**Records contained in a dataset**
──────
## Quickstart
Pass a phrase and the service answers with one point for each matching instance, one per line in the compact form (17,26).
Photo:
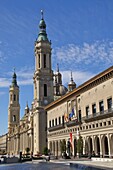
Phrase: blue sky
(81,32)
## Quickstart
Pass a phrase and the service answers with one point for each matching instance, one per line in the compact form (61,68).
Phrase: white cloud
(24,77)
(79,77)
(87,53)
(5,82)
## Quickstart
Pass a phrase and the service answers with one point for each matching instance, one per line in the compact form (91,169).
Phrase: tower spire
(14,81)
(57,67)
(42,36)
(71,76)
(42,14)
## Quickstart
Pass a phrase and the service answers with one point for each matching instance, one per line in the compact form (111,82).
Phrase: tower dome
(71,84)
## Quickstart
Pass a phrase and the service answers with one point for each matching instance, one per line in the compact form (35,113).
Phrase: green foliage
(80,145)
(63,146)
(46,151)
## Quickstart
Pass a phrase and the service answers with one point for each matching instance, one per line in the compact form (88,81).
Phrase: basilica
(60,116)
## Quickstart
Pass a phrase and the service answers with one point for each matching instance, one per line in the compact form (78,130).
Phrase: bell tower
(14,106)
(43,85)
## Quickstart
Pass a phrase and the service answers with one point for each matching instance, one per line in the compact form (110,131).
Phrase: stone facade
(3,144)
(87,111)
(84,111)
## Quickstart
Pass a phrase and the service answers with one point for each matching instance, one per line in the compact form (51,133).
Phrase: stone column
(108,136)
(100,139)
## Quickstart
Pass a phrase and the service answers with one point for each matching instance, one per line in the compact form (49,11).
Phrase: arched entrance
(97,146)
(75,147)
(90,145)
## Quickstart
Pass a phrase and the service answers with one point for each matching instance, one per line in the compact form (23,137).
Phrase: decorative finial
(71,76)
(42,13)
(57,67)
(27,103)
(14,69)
──────
**DESCRIPTION OF THE TASK**
Please transcribe the material above exactly as written. Leave the pictures out.

**THE RESULT**
## Quickstart
Pass a phrase and the service answers with one point for each matching instance, one per line in the compact form (17,26).
Photo:
Phrase: blue sky
(81,32)
## Quickstart
Pass a phrase and the service answers with one point for each matching instance, one per line in the compact form (61,68).
Phrase: white cloud
(24,77)
(79,77)
(87,53)
(5,82)
## Quickstart
Pass a phrase and the service answers with one point for each matching instance, one per line in the compact form (91,169).
Phrase: tower spire
(14,81)
(57,67)
(42,36)
(71,76)
(42,14)
## Quickstart
Pass a phrase and the service answers with one point for each matching instance, one per line in the compact form (111,82).
Phrase: tower dome
(71,84)
## Quickstart
Pass a phrase and the service answers with one point for each matching instance, one per line in the compact form (35,113).
Phrase: green foliage
(80,145)
(63,146)
(46,151)
## Quickstart
Pass a phrase and the service answers with one point for each matching instance, one per line in the compact form (88,81).
Phrase: basilica
(60,116)
## Quickstart
Pass a phrase and the service answers with one point for each matching instance, one per line in the compact form (78,130).
Phrase: bell tower
(14,106)
(43,85)
## Quickstart
Pass a phrase and the service answers with one point for each matching instance, one per line in the compact form (110,131).
Phrase: stone facade
(3,144)
(87,111)
(84,111)
## Quickstart
Pass a phrase and the service answers with one point for each matching instance, one per line in the compact form (51,133).
Phrase: stone column
(108,136)
(100,139)
## Quickstart
Pass a phrase and the service answers with one point for each matching instance, one per line in the compact form (49,11).
Phrase: arched entrance
(97,146)
(75,147)
(90,145)
## Quickstart
Pass a phrase and the service answers with one point for each matching instance, one per line in the compact form (23,137).
Phrase: decorative finial
(71,76)
(42,13)
(57,67)
(27,103)
(14,69)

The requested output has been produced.